--- start of MATERIAL FOR THIS EXERCISE ---

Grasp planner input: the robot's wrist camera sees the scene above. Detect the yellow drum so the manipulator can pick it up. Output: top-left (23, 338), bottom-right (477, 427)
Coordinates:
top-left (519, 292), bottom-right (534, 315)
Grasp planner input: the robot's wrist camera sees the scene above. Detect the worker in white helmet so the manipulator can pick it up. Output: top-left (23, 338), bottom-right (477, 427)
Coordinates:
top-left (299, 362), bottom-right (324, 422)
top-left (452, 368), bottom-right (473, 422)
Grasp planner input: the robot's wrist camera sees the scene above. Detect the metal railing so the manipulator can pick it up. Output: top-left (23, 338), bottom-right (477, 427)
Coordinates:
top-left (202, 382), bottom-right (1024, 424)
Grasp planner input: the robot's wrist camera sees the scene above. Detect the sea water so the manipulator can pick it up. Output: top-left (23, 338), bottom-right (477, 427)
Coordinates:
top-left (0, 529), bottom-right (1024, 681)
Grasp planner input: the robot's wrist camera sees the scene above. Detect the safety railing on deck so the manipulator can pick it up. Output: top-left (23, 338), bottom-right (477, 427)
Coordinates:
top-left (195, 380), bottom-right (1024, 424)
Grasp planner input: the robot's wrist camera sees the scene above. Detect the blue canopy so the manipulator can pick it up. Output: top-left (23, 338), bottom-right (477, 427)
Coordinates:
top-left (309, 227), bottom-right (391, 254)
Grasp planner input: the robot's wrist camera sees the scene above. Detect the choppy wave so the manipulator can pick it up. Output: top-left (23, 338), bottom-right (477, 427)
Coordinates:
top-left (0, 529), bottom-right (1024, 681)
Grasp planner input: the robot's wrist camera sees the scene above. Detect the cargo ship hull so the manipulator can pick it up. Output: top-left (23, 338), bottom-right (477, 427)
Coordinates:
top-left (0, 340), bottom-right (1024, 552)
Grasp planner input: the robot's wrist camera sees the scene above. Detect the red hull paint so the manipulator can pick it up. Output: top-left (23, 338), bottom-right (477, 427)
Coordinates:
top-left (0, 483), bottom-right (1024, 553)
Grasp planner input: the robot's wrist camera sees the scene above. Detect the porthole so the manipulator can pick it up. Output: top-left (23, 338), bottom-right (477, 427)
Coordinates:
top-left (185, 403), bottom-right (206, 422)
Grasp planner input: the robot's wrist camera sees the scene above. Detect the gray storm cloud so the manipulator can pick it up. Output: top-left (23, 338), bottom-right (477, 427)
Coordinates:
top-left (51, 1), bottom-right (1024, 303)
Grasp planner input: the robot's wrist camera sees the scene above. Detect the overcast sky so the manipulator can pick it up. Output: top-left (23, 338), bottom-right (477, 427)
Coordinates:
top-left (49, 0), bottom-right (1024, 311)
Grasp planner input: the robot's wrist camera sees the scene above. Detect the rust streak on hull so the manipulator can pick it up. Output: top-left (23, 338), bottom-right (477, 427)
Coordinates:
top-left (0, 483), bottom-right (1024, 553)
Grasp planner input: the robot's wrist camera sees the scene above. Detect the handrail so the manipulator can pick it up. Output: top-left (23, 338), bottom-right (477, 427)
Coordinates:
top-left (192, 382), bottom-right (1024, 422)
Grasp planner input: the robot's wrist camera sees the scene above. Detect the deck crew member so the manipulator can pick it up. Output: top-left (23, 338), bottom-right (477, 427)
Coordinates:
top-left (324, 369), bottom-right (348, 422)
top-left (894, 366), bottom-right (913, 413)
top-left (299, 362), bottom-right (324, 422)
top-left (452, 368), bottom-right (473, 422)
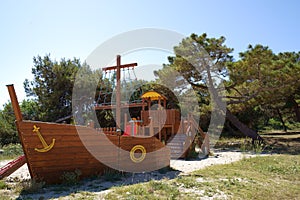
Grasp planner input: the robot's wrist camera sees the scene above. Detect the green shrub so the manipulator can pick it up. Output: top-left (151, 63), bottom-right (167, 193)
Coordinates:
top-left (60, 169), bottom-right (81, 185)
top-left (2, 144), bottom-right (24, 158)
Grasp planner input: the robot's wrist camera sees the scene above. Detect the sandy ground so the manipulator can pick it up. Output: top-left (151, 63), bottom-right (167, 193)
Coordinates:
top-left (0, 151), bottom-right (255, 180)
top-left (0, 151), bottom-right (256, 199)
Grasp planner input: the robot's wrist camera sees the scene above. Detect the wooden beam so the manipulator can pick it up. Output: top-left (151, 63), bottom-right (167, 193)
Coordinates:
top-left (6, 85), bottom-right (22, 122)
top-left (116, 55), bottom-right (122, 129)
top-left (95, 103), bottom-right (147, 110)
top-left (102, 63), bottom-right (137, 71)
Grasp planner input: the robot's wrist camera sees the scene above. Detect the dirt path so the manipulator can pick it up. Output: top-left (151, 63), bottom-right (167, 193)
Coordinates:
top-left (0, 151), bottom-right (262, 199)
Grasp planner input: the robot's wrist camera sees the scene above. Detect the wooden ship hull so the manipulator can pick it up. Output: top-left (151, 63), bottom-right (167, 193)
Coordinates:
top-left (8, 85), bottom-right (170, 184)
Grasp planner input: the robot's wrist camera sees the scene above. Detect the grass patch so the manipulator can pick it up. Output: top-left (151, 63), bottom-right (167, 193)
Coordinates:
top-left (0, 144), bottom-right (24, 161)
top-left (105, 180), bottom-right (180, 200)
top-left (105, 155), bottom-right (300, 199)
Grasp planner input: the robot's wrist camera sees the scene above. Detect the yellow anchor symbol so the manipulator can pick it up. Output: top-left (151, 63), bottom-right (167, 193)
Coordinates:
top-left (33, 125), bottom-right (55, 152)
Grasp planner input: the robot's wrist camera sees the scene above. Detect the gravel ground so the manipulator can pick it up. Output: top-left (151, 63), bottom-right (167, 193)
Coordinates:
top-left (0, 151), bottom-right (256, 199)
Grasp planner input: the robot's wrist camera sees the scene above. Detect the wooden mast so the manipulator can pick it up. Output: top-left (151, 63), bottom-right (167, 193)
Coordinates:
top-left (7, 85), bottom-right (22, 122)
top-left (102, 55), bottom-right (137, 129)
top-left (116, 55), bottom-right (121, 130)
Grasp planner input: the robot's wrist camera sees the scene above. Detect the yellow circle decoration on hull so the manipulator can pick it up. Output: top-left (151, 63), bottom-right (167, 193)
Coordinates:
top-left (130, 145), bottom-right (146, 163)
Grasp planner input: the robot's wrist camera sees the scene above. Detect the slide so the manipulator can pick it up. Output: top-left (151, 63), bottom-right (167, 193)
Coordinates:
top-left (0, 155), bottom-right (26, 179)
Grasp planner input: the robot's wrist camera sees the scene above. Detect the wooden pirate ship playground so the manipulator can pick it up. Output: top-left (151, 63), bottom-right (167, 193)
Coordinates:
top-left (0, 56), bottom-right (206, 184)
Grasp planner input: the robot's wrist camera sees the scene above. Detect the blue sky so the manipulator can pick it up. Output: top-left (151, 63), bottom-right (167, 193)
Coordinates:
top-left (0, 0), bottom-right (300, 108)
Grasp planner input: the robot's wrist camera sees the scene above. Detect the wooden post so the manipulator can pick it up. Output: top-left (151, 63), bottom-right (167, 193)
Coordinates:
top-left (149, 117), bottom-right (154, 137)
top-left (7, 85), bottom-right (22, 121)
top-left (116, 55), bottom-right (121, 129)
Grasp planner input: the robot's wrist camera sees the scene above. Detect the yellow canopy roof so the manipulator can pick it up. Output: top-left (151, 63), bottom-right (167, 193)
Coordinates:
top-left (142, 91), bottom-right (167, 101)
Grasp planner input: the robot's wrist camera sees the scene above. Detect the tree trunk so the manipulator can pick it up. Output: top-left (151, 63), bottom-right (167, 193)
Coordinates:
top-left (226, 109), bottom-right (263, 140)
top-left (291, 98), bottom-right (300, 122)
top-left (207, 67), bottom-right (263, 141)
top-left (276, 108), bottom-right (287, 132)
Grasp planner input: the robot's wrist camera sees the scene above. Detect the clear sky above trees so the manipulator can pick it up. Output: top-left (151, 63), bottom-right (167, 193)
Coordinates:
top-left (0, 0), bottom-right (300, 106)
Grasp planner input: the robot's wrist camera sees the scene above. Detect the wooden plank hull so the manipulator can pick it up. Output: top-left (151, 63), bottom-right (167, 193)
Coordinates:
top-left (17, 120), bottom-right (170, 184)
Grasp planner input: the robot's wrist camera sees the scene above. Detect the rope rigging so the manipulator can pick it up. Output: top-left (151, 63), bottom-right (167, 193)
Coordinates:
top-left (95, 67), bottom-right (142, 106)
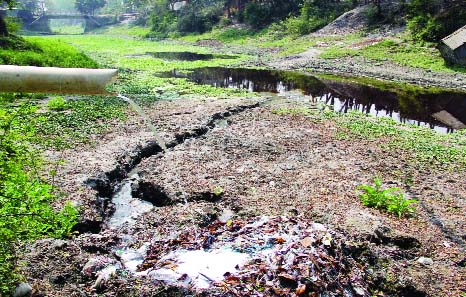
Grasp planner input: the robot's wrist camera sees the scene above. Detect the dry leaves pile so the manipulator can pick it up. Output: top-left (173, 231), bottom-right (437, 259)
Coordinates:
top-left (139, 216), bottom-right (369, 296)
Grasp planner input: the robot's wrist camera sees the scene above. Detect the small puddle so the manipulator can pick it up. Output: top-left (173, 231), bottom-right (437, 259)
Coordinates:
top-left (158, 67), bottom-right (466, 133)
top-left (108, 174), bottom-right (154, 228)
top-left (130, 52), bottom-right (238, 61)
top-left (148, 249), bottom-right (250, 289)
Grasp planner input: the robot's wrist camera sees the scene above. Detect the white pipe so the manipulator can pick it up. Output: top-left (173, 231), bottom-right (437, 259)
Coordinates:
top-left (0, 65), bottom-right (118, 95)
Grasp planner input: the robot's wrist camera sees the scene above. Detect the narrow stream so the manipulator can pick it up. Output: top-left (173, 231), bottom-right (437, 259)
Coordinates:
top-left (118, 94), bottom-right (167, 151)
top-left (158, 67), bottom-right (466, 133)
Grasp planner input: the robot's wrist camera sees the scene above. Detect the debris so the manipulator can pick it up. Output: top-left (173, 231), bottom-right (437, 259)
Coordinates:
top-left (417, 257), bottom-right (434, 266)
top-left (13, 283), bottom-right (32, 297)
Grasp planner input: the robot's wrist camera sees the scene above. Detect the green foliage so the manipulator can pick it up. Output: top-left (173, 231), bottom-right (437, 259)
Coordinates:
top-left (75, 0), bottom-right (106, 15)
top-left (332, 112), bottom-right (466, 168)
top-left (147, 0), bottom-right (177, 38)
top-left (47, 97), bottom-right (68, 111)
top-left (407, 0), bottom-right (466, 42)
top-left (0, 100), bottom-right (78, 294)
top-left (34, 97), bottom-right (126, 149)
top-left (5, 17), bottom-right (23, 34)
top-left (0, 37), bottom-right (98, 68)
top-left (407, 14), bottom-right (442, 42)
top-left (243, 2), bottom-right (272, 28)
top-left (320, 39), bottom-right (466, 72)
top-left (358, 177), bottom-right (416, 217)
top-left (213, 186), bottom-right (225, 197)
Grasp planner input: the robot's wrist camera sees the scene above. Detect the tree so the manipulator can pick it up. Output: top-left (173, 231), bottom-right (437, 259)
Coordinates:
top-left (0, 0), bottom-right (15, 36)
top-left (75, 0), bottom-right (107, 15)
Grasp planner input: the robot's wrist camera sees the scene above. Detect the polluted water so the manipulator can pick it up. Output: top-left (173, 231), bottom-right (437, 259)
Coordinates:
top-left (117, 94), bottom-right (167, 152)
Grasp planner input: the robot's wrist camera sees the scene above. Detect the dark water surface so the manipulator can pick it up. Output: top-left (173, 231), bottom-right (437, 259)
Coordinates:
top-left (146, 52), bottom-right (237, 61)
top-left (160, 67), bottom-right (466, 133)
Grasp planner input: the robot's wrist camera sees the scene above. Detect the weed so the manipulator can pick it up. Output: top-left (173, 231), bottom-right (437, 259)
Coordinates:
top-left (0, 37), bottom-right (98, 68)
top-left (213, 186), bottom-right (225, 197)
top-left (47, 97), bottom-right (68, 111)
top-left (357, 177), bottom-right (416, 217)
top-left (0, 103), bottom-right (78, 295)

--- end of MATERIAL FOR THIS EXERCISE ---

Render the entries between the lines holding "Detect the slide" and "top-left (17, 120), bottom-right (170, 184)", inclusive, as a two-column CSV with the header entry_text,answer. Give one row per entry, with its text and its answer each in a single quoted field and line breaks replaced by spaces.

> _EXERCISE ANSWER_
entry_text,answer
"Grasp planner input: the robot's wrist camera sees the scene above. Detect the slide so the manipulator can pick it up. Output: top-left (151, 63), bottom-right (167, 193) Coordinates:","top-left (0, 155), bottom-right (26, 179)"
"Grasp planner input: the robot's wrist camera sees the scene above. Detect the wooden pirate ship playground so the manipulator can pick it up. Output: top-left (151, 63), bottom-right (167, 193) Coordinates:","top-left (0, 56), bottom-right (206, 184)"
"Grasp planner input: the robot's wrist camera sees the scene above. Detect the blue sky so the manipulator can pick it up. Output: top-left (151, 63), bottom-right (167, 193) Coordinates:","top-left (0, 0), bottom-right (300, 108)"
"Grasp planner input: the robot's wrist camera sees the scene above. Detect the wooden post so the manipulator can pick it up. Output: top-left (151, 63), bottom-right (167, 193) Coordinates:","top-left (149, 117), bottom-right (154, 137) top-left (7, 85), bottom-right (22, 121) top-left (116, 55), bottom-right (121, 129)"
"Grasp planner input: the robot's wrist camera sees the scene above. Detect the yellow canopy roof so the manipulator can pick it up. Output: top-left (151, 63), bottom-right (167, 193) Coordinates:","top-left (142, 91), bottom-right (167, 101)"
"Grasp planner input: the robot's wrist camera sees the scene above. Detect the tree trunk so the manipulator can pick it up. Output: top-left (151, 63), bottom-right (167, 193) Coordinates:","top-left (226, 109), bottom-right (263, 140) top-left (291, 98), bottom-right (300, 122) top-left (207, 67), bottom-right (263, 141) top-left (276, 108), bottom-right (287, 132)"
"Grasp planner input: the robot's wrist camera sees the scene above. Detect the clear sky above trees so the manipulator can pick it up. Output: top-left (151, 63), bottom-right (167, 193) Coordinates:","top-left (0, 0), bottom-right (300, 106)"
"Grasp planner input: the robot's wrist camera sees the scene above. Detect the wooden plank hull so the manipulator can pick it up. Output: top-left (151, 63), bottom-right (167, 193) Coordinates:","top-left (17, 120), bottom-right (170, 184)"